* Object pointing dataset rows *
▬▬▬▬▬▬▬▬▬▬
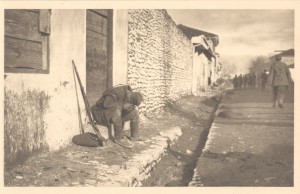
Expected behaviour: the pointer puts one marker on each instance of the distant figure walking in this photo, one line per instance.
(279, 79)
(235, 82)
(240, 81)
(264, 79)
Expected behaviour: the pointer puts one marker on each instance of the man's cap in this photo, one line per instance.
(137, 98)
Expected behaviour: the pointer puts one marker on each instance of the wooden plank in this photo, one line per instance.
(96, 67)
(104, 26)
(22, 54)
(22, 24)
(94, 22)
(109, 81)
(103, 12)
(44, 21)
(45, 52)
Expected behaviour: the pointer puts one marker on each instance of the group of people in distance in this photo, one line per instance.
(279, 78)
(244, 81)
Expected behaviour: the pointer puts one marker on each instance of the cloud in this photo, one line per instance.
(243, 32)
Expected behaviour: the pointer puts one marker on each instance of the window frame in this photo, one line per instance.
(44, 30)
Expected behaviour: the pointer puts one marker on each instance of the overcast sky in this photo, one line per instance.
(243, 33)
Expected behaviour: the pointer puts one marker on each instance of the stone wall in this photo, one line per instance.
(159, 58)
▬▬▬▬▬▬▬▬▬▬
Reproduce every line of the listing above without any changes, and leave the pictures out.

* Written response *
Expected behaviour: the pointer puts one marker on each instance of the distant figure walking in this photo, one line per instance.
(279, 79)
(235, 82)
(240, 81)
(264, 79)
Expected behaviour: the pointer puts one marker on each instance of the man's cap in this photo, one line per instance.
(137, 98)
Expected behaviour: the pointer puts one marker on each instance of the wooden plank in this photo, one line per instance.
(96, 67)
(104, 26)
(22, 54)
(22, 24)
(94, 22)
(109, 81)
(103, 12)
(44, 21)
(45, 52)
Expected behaviour: the pointer puts one marker on each instance of the group of people in distance in this photo, one line per instance.
(279, 78)
(244, 81)
Expected behaviour: the pointer puts one marker on each instance of the cloud in this photo, one line per instance.
(243, 32)
Expected behaviour: the pointer puts one marker on each instance of the window frame in this photo, one line per instance.
(44, 30)
Expected behaviour: the pointer puts one marker on each instance of the overcast sky in this photo, one line per instance.
(243, 33)
Expected behaviour: the pointer puts one marker on each instance of the stone wall in this photo, one line per instance.
(159, 58)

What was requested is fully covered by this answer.